(Dataset rows)
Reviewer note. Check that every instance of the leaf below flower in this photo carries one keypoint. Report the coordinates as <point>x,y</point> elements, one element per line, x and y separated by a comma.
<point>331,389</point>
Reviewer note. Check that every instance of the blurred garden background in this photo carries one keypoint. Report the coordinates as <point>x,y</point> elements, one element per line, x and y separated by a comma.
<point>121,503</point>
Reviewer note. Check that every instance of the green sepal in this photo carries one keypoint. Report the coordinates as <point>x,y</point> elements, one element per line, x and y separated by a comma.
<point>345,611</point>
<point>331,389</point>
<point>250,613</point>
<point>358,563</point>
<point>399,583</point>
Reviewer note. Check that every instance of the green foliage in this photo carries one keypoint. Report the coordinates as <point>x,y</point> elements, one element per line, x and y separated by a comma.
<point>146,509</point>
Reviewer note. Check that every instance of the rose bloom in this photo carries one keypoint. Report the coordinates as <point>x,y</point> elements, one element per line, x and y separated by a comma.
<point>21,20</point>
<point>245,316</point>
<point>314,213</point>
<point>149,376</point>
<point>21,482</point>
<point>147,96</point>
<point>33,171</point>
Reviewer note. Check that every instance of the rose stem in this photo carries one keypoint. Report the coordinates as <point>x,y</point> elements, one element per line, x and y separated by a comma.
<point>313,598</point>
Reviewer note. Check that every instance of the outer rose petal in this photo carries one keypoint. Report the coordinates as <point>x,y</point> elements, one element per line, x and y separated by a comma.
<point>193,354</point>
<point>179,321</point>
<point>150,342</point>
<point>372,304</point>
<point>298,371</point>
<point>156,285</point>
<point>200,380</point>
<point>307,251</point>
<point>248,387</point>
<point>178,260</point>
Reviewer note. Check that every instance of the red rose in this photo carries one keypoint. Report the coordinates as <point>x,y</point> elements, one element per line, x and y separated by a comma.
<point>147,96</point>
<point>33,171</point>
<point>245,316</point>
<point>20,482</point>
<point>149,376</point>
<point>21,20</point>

What is being asked: Reproduce all of the records above line for line, with no changes.

Solution to the exercise:
Reviewer note. Check that every instance of the leaf below flower in this photo carries one keypoint. Report the coordinates as <point>x,y</point> elements, one element per line, x and y separated by a comma.
<point>331,389</point>
Reviewer note. Check that every instance of the blurred garden background in this photo carries one keypoint. Report the coordinates as <point>x,y</point> elements, one element per line, x and y separated by a comma.
<point>121,503</point>
Reviewer note. Check that every instance of the green sepal in this photo carries one keypoint. Report the coordinates as <point>x,y</point> elements, one element per line, x and y separated by a comma.
<point>345,611</point>
<point>331,389</point>
<point>250,613</point>
<point>358,563</point>
<point>399,583</point>
Reviewer note. Check that every instance of the green foliage in this photo carries one keypoint. Report the coordinates as <point>x,y</point> elements, one element per line, x and y separated by a comma.
<point>146,509</point>
Reviewer note. Check that every instance of the rose bloom in this photo carries one keypoint. Report the coordinates as <point>x,y</point> elements, one element per line, x and y separated by a comma.
<point>21,20</point>
<point>245,316</point>
<point>314,213</point>
<point>149,376</point>
<point>21,482</point>
<point>147,96</point>
<point>33,171</point>
Reviewer note. Check that every instance of the rose stem in this photo carries one keypoint. Report the coordinates as <point>x,y</point> elements, one element per line, x and y separated by a comma.
<point>313,598</point>
Reviewer note. Check that every instance of the outer rose petal in this photo carries one keypoint. Report the coordinates as <point>x,y</point> elements, one element per line, x and y separated by a comma.
<point>193,354</point>
<point>179,321</point>
<point>150,342</point>
<point>372,304</point>
<point>298,371</point>
<point>156,285</point>
<point>200,380</point>
<point>307,251</point>
<point>248,387</point>
<point>178,260</point>
Reviewer note. Check that every instance of the red rose in this photo carries one keypoint. Report the coordinates as <point>x,y</point> elements, one element per line, x and y separated by a comma.
<point>147,96</point>
<point>33,171</point>
<point>245,316</point>
<point>20,482</point>
<point>149,376</point>
<point>21,20</point>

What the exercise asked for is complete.